**EXERCISE INSTRUCTIONS**: Please reproduce, character for character, the part of the listing from the line with "Look through this image and locate every chrome faucet" to the line with "[403,91,437,284]", both included.

* Start *

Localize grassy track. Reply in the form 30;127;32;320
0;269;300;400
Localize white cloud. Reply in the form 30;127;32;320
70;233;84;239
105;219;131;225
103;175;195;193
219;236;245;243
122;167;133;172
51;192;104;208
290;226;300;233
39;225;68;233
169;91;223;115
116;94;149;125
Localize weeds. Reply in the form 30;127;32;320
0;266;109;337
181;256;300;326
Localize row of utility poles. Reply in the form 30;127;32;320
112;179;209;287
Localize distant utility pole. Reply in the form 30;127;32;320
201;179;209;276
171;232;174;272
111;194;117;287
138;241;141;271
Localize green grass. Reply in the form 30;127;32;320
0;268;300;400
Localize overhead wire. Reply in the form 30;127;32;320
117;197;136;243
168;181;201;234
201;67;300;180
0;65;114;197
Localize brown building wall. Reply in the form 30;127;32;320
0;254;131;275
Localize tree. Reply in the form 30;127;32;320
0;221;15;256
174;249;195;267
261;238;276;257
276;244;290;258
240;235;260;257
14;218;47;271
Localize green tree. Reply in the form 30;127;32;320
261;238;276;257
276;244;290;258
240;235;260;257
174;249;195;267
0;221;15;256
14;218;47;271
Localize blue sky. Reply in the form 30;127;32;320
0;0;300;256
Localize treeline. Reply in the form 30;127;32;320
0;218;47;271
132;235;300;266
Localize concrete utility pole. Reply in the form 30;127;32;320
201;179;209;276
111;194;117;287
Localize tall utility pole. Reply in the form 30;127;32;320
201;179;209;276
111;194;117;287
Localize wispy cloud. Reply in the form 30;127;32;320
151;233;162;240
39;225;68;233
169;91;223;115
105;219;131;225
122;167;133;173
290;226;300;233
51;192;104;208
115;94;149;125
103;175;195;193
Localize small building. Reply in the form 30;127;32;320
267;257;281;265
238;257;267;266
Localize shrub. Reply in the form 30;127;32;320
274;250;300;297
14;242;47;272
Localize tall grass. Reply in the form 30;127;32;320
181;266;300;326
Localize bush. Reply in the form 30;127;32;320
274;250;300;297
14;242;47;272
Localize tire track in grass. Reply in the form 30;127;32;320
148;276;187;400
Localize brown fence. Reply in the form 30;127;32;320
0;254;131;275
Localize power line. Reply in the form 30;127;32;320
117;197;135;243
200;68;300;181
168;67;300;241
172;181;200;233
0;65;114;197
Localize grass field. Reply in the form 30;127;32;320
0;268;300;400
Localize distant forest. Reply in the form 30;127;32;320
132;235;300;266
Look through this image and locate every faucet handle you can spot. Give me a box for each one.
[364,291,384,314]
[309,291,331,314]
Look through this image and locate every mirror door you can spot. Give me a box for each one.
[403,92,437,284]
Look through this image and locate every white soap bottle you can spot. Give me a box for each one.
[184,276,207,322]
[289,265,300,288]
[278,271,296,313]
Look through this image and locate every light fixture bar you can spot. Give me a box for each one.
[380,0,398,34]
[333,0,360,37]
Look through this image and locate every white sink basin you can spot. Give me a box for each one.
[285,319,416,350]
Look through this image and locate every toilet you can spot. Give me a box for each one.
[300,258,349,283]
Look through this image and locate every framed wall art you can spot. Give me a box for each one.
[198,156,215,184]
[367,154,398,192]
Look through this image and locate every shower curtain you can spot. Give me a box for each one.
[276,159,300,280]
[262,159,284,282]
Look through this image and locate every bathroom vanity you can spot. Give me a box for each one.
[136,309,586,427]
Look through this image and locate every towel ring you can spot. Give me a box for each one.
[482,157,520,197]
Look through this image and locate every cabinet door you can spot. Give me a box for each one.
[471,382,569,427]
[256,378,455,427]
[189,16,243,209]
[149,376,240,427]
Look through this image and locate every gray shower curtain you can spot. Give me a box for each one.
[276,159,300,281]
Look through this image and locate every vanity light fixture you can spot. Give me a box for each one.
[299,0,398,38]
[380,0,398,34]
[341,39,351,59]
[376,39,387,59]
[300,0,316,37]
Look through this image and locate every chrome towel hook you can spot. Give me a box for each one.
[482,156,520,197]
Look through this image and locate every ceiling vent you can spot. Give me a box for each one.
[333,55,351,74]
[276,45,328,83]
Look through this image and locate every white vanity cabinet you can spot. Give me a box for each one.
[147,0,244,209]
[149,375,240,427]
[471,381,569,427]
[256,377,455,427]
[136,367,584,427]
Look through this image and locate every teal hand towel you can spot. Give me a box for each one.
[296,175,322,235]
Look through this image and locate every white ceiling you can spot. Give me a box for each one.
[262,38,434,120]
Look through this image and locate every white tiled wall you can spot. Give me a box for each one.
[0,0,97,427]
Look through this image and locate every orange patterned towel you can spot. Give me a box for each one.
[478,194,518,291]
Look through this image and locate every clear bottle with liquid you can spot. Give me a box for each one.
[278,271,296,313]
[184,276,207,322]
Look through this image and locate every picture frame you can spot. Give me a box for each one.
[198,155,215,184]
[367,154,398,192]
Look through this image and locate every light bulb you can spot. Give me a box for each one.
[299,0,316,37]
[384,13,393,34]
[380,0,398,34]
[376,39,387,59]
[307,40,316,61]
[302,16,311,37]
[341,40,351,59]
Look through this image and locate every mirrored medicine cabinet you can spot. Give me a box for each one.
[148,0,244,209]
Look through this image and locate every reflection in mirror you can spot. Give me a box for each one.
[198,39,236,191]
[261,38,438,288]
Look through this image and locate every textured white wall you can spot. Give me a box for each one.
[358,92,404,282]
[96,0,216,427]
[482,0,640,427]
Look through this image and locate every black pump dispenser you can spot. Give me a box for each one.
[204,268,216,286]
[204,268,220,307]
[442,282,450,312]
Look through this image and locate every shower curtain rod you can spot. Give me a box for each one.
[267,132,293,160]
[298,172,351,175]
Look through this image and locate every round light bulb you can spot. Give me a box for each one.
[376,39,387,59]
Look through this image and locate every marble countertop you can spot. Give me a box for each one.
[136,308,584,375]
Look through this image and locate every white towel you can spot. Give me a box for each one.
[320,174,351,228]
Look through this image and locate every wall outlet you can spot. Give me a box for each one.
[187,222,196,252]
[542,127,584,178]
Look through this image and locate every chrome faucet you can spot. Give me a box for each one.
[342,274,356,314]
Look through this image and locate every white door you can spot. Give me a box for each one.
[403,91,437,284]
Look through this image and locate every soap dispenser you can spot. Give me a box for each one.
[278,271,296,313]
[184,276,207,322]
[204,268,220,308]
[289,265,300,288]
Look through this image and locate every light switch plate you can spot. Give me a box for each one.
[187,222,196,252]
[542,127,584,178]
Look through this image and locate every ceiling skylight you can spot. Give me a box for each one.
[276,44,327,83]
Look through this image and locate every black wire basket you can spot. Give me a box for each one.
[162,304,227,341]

* End *

**RESULT OF THIS EXERCISE**:
Look through this image and locate every chrome faucet you can spot. Give me a box for each one.
[342,274,356,314]
Look through this image and locate every white door you can spot. Give me a box for each one.
[403,91,437,284]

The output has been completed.